*WHAT THE EXERCISE ASKS:* Each record that follows is to be output in full, precisely as written.

Point-per-instance localization data

┄┄┄┄┄┄┄┄┄┄

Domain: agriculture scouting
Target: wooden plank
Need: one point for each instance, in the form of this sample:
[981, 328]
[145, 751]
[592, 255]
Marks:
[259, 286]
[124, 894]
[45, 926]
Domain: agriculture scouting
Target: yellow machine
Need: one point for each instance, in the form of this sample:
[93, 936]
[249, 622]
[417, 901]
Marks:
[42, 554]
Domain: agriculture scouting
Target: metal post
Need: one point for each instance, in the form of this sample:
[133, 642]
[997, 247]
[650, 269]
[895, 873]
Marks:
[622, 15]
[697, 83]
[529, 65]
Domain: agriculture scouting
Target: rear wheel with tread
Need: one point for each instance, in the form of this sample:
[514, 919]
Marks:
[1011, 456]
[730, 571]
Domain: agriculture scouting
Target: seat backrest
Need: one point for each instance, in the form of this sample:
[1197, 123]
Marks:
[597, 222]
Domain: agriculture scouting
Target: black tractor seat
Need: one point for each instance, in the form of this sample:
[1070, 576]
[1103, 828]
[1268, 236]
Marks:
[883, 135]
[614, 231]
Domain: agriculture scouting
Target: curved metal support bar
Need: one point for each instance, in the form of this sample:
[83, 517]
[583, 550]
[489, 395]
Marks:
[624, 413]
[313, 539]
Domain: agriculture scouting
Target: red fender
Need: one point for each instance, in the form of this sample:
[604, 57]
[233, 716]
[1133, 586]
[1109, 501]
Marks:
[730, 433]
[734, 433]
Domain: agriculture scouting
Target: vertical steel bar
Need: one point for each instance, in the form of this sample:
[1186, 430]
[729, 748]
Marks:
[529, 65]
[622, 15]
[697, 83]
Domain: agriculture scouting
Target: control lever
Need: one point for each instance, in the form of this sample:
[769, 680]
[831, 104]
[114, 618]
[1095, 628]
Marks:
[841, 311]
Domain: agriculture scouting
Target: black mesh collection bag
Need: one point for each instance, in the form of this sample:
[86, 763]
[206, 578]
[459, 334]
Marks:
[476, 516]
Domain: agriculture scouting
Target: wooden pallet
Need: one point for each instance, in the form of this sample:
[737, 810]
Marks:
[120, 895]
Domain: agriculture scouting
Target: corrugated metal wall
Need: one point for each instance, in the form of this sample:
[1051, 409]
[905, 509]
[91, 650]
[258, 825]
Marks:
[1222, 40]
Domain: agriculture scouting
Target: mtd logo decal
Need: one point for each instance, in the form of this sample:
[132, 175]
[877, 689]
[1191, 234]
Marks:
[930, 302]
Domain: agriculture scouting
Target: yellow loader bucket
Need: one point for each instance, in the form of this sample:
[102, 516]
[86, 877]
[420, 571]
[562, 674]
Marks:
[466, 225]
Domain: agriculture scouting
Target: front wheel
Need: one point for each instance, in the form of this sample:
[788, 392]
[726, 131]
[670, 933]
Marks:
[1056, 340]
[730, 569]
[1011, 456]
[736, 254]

┄┄┄┄┄┄┄┄┄┄

*YOUR RESPONSE:*
Domain: agriculture scouting
Target: wooden plank
Need: one point for each instance, in the form of this sample:
[981, 328]
[145, 751]
[592, 255]
Marks:
[259, 286]
[124, 894]
[45, 926]
Domain: agriculture scouting
Target: yellow machine
Need: one point for each instance, in the form of this sample:
[93, 936]
[249, 622]
[417, 901]
Marks:
[42, 554]
Domain: agriculture scouting
Target: metal post
Need: one point for each instance, in the form of this sample:
[133, 642]
[997, 247]
[650, 269]
[895, 873]
Marks:
[622, 15]
[697, 83]
[529, 65]
Domain: agriculture scouting
Target: rear wheel with tread
Need: one point for each instance, in the form of this sample:
[514, 919]
Marks:
[1011, 456]
[730, 571]
Domain: agriculture scouting
Target: seat backrest
Need: one point for each instance, in the form of this sample:
[1197, 123]
Marks:
[597, 222]
Domain: agriculture scouting
Target: black tractor seat
Need: one point for each instance, in the form of this sample:
[1070, 576]
[1103, 828]
[1268, 236]
Marks:
[883, 135]
[614, 231]
Domain: agriculture scouting
Target: curved metal support bar
Need: one point for each instance, in the form of this sample:
[83, 517]
[583, 550]
[489, 395]
Marks:
[624, 413]
[313, 539]
Domain: agriculture scouting
Target: red fender
Need: one point for each instance, in the form of this sample:
[604, 57]
[233, 716]
[1133, 586]
[1109, 501]
Marks:
[730, 433]
[734, 433]
Domain: agriculture scouting
Target: vertical steel bar
Need: one point for each instance, in the form of this sample:
[1186, 430]
[729, 748]
Marks:
[529, 65]
[622, 15]
[697, 83]
Domain: agriculture scouting
Target: control lever
Need: one point for each instance, in the form of this sample:
[769, 680]
[831, 104]
[114, 618]
[1095, 628]
Marks:
[841, 311]
Domain: agriculture scouting
Target: black mesh collection bag
Need: one point for each instance, in the form of this sample:
[86, 763]
[206, 578]
[459, 334]
Marks:
[476, 516]
Domain: agriculture scouting
Target: wooden pallet
Need: one point for each instance, in the form of this sample:
[737, 810]
Marks:
[120, 895]
Domain: agriculture scouting
Target: corrugated metal wall
Need: one point for each instance, in the form of this sample:
[1051, 409]
[905, 509]
[91, 650]
[258, 825]
Marks:
[1222, 40]
Domain: agriculture scouting
Target: mtd logo decal
Need: one point for each instance, in the form of this sample:
[132, 175]
[877, 689]
[1191, 234]
Marks:
[930, 302]
Domain: agriculture scouting
Target: yellow loader bucket
Need: one point for each instance, in the form of this sample:
[102, 516]
[86, 877]
[420, 571]
[562, 674]
Marks:
[466, 225]
Domain: agriculture scouting
Target: front wheel
Need: one point for each instance, in the form of this sample:
[788, 392]
[726, 131]
[670, 933]
Marks:
[1056, 340]
[730, 569]
[1011, 456]
[736, 254]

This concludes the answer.